**QUOTED PASSAGE**
----
Appeal No. 159, Jan. T., 1949, from decree of Orphans' Court of Philadelphia County, 1946 No. 506, in Estate of Alexander T. Archer, Jr. Decree affirmed.
Samuel Gordon, with him Leonard B. Gordon, for appellant.
John P. Byrne, Jr., for appellee.
Before Maxey, C.j., Drew, Linn, Stern, Patterson, Stearne and Jones, JJ.
OPINION BY MR. JUSTICE DREW
Alexander T. Archer, Jr., died intestate in the City of Philadelphia on July 21, 1945.At the audit of his estate, the learned auditing judge found the testimony of Winifred Archer his widow, to be incredible and dismissed her claim to a surviving widow's share on the ground that she had separated from her husband by mutual consent and when she subsequently committed adultery she was guilty of wilful desertion, thereby forfeiting her rights under the terms of Section 6 of the Intestate Act of June 7, 1917, P.L. 429.*fn1 Exceptions taken by the widow were dismissed by the court en banc and a final decree affirming the adjudication was entered. From that decree the widow now appeals.
----
**GIVEN ENTRIES**

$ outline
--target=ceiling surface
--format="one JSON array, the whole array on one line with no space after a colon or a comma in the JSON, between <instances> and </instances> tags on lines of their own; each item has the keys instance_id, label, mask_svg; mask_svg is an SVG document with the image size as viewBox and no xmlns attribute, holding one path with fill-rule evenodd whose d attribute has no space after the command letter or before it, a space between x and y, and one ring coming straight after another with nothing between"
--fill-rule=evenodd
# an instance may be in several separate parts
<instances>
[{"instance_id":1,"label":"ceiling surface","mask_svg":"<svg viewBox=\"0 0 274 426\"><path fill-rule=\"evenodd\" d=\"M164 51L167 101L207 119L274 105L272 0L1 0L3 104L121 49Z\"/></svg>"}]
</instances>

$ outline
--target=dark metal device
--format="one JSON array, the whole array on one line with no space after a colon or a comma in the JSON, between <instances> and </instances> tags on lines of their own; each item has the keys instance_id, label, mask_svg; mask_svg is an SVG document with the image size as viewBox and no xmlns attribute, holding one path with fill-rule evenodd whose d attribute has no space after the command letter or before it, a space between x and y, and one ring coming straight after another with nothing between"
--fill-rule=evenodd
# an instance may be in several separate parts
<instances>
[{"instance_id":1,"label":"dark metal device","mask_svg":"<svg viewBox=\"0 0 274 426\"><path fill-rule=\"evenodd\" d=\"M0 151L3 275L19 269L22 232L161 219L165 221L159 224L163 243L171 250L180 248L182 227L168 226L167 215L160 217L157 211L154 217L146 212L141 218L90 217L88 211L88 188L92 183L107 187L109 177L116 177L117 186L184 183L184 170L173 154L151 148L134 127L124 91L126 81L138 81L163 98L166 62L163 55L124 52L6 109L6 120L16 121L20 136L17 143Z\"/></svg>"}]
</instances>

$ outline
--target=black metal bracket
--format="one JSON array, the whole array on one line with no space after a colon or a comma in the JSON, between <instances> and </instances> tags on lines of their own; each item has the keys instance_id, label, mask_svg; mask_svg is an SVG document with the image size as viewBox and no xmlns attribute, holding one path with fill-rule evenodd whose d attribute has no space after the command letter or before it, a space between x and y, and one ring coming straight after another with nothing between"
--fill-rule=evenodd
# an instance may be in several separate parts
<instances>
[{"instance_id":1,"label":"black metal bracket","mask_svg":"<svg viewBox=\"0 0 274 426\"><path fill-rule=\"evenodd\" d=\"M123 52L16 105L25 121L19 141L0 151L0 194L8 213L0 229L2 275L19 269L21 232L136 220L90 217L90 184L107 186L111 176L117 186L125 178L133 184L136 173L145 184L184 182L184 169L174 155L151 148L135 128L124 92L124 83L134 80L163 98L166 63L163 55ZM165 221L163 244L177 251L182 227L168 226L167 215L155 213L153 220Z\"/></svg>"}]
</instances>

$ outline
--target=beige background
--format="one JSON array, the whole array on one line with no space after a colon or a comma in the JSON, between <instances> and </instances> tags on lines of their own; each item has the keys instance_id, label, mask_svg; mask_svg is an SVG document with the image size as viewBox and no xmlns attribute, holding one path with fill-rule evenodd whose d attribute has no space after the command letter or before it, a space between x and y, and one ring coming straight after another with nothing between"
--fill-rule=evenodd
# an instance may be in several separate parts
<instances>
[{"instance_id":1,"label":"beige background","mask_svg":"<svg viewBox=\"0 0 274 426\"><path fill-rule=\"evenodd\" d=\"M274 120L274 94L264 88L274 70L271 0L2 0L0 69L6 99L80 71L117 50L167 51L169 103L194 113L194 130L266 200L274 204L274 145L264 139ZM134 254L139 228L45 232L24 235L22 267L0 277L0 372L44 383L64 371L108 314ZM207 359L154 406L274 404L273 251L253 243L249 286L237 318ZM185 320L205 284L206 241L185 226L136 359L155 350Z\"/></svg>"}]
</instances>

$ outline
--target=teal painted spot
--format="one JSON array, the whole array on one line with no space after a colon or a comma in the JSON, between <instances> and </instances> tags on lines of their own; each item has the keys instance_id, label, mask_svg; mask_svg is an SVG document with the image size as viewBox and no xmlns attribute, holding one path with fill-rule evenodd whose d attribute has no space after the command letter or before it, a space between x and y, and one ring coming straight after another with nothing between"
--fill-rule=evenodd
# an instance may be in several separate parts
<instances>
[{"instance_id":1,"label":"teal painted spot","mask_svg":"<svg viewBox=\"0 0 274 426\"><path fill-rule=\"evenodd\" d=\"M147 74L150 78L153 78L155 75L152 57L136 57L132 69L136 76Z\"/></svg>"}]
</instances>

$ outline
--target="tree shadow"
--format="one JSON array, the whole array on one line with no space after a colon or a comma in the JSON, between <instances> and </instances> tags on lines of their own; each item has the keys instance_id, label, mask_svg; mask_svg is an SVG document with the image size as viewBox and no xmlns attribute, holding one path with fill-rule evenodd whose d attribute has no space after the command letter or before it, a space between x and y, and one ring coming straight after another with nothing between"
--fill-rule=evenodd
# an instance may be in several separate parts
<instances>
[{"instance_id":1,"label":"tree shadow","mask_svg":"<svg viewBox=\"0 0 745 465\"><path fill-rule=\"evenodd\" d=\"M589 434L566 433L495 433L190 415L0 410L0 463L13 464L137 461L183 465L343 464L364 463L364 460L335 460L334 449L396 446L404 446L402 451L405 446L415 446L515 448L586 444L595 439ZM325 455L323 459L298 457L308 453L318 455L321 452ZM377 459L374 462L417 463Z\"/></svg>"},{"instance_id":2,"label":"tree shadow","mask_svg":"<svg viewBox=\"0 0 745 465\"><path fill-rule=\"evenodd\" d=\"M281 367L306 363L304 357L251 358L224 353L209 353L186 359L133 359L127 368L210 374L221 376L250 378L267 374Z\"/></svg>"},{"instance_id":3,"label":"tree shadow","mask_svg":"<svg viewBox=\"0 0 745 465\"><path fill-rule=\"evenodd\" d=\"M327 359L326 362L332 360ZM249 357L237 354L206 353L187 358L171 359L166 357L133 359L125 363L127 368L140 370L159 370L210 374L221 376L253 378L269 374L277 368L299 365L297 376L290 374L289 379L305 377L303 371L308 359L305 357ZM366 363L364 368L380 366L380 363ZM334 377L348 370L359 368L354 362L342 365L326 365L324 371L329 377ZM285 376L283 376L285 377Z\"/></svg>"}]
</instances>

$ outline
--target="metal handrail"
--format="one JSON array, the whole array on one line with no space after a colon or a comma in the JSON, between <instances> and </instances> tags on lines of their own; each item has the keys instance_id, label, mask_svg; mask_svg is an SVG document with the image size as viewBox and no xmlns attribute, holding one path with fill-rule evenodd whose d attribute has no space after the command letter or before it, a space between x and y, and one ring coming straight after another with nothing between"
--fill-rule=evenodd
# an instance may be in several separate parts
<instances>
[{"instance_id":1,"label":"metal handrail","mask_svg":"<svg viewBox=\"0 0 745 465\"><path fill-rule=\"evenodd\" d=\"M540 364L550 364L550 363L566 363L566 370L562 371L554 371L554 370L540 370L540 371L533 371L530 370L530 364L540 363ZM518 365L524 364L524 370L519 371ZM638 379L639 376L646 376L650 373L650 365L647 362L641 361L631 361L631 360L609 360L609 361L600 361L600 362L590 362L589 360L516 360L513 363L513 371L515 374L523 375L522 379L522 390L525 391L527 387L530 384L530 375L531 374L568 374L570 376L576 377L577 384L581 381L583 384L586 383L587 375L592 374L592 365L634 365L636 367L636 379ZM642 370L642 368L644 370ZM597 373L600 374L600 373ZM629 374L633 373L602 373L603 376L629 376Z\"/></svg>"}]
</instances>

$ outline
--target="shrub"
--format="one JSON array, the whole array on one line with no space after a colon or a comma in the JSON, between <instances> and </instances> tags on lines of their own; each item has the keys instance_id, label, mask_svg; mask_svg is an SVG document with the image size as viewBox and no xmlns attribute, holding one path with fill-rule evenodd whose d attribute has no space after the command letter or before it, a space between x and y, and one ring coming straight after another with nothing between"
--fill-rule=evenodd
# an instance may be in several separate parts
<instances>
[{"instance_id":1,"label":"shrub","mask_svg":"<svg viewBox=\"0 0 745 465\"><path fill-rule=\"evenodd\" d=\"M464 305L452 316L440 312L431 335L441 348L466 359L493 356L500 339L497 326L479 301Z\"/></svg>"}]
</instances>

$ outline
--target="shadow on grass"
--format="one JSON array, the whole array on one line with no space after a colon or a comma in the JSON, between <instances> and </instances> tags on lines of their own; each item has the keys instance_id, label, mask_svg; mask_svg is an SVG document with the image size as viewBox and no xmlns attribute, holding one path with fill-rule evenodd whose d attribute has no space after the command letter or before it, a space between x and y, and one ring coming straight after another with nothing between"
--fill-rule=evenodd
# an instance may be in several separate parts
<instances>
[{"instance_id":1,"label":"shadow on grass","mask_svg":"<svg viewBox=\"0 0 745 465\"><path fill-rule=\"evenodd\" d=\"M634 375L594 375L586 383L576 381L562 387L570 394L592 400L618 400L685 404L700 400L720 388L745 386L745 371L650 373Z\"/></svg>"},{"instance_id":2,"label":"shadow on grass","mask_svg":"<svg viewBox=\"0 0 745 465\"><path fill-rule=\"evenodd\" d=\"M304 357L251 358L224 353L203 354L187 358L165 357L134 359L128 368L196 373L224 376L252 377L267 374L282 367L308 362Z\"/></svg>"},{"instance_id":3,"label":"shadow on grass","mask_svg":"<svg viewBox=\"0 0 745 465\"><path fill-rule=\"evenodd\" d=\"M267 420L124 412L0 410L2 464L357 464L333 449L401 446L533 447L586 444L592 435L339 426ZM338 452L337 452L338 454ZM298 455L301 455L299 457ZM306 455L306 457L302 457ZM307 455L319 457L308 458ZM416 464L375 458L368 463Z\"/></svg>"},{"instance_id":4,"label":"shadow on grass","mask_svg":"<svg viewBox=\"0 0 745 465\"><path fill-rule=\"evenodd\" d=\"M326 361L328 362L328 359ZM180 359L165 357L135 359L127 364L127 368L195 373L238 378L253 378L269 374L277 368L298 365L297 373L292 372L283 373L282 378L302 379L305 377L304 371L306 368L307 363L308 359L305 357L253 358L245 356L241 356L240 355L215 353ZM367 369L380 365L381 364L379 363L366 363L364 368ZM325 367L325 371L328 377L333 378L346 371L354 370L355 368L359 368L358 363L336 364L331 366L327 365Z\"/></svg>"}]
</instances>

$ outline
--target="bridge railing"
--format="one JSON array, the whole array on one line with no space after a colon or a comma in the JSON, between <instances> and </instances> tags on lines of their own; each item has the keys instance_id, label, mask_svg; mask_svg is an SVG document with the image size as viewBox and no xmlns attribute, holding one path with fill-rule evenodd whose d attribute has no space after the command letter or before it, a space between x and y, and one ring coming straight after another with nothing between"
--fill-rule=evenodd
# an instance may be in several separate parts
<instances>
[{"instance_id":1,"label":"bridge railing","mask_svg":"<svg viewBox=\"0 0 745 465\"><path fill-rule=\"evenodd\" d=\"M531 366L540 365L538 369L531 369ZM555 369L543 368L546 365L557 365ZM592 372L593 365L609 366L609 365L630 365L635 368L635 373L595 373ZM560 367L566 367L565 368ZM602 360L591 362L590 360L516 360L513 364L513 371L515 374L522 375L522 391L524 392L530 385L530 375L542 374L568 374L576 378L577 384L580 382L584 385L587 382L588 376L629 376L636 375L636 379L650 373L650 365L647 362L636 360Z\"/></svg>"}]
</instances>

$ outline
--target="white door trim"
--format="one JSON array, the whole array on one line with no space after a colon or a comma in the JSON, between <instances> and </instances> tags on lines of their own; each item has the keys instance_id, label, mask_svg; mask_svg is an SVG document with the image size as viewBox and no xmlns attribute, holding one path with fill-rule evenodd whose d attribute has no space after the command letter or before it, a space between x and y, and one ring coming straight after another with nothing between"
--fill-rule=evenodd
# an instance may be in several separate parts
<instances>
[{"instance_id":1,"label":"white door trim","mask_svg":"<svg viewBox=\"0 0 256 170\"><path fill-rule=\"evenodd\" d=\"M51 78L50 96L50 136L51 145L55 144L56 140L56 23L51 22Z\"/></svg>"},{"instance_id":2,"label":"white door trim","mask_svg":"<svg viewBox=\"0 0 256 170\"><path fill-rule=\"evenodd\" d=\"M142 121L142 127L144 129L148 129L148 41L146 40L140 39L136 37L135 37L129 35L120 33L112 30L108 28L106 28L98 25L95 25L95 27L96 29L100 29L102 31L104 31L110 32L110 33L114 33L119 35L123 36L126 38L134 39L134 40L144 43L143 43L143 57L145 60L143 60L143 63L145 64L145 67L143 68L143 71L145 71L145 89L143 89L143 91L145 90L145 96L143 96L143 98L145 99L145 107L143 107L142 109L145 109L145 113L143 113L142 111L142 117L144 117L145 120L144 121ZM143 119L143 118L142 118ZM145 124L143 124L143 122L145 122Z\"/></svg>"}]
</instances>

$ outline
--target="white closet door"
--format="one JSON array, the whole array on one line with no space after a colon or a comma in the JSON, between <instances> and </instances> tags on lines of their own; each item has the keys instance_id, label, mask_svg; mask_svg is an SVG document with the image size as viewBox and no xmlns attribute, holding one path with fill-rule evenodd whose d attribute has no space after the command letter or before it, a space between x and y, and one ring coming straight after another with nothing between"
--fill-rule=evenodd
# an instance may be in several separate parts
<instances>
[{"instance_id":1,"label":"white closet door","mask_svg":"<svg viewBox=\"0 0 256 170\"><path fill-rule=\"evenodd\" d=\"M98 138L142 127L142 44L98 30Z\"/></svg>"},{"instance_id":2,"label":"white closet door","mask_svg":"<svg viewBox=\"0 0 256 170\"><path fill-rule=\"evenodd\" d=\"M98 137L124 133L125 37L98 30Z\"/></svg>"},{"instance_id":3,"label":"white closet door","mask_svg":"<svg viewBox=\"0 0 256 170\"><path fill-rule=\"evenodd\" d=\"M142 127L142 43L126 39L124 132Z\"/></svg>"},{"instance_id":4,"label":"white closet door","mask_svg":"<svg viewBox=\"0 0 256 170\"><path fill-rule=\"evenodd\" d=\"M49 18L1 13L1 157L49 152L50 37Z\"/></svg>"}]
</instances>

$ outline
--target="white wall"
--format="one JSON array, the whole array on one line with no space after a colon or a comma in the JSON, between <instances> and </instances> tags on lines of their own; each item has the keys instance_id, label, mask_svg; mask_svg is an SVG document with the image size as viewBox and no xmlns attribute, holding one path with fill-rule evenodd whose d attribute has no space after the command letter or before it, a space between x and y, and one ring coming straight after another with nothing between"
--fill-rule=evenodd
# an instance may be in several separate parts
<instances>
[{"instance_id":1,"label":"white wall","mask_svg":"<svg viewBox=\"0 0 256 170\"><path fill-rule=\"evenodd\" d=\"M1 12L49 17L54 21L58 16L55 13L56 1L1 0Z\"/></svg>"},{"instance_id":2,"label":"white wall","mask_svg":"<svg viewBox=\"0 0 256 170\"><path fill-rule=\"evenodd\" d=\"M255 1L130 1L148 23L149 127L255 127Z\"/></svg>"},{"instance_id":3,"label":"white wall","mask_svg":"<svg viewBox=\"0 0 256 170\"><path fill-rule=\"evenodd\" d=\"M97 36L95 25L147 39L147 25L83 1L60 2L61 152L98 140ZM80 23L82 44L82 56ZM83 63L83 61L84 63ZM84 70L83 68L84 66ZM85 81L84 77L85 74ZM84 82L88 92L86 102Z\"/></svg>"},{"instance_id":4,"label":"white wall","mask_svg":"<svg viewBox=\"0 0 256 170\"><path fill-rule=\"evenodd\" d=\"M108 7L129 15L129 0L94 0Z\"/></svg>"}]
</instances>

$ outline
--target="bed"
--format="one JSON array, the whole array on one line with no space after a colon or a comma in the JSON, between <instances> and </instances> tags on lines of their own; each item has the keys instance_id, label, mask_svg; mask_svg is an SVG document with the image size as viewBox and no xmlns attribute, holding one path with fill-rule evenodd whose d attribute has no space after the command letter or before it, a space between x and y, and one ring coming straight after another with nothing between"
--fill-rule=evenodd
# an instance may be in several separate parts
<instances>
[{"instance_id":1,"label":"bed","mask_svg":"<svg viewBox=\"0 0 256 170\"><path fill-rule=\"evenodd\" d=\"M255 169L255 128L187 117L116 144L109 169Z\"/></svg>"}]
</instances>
----
**CHALLENGE 1**
List the surnames of the justices that the court opinion names as hearing the case.
**CHALLENGE 2**
Go on with the court opinion, starting right after its last sentence.

**EXERCISE RESPONSE 1**
Maxey, Drew, Linn, Stern, Patterson, Stearne, Jones

**EXERCISE RESPONSE 2**
Archer married Winifred J. Walsh, appellant, on March 1, 1920. She was then 19 years of age and he 27. They rented a small furnished apartment in Akron and lived there for five months. At the end of that time they separated and never again met. No divorce was ever obtained. Sometime between 1925 and 1928, Archer entered into a meretricious relationship with one Helen E. O'Brien in Philadelphia and remained with her until his death in 1945. In 1929 appellant, who resided in Buffalo, began living with another man, a child being born to them on July 29, 1930. At the date of the hearing she was still living with that man and representing herself to be his wife.
Appellant's testimony, which the auditing judge disbelieved, was that both she and Archer worked for Good-year Tire & Rubber Co., she in the office and he in the factory, and that two days after the mariage he told her to get a factory job so that they could make more money. She further testified that she did get a factory job but that he still was not satisfied and that during the five months that she lived with him, he suggested eight or ten times that they could make money "easy" and "fast" by moving to Detroit, which was then a boom town, and renting an apartment where he would bring men to her for immoral purposes. She stated that upon her continued refusal to accede to that request, Archer gave her $65.00 and told her to get out and that she then returned to her mother's home in Buffalo.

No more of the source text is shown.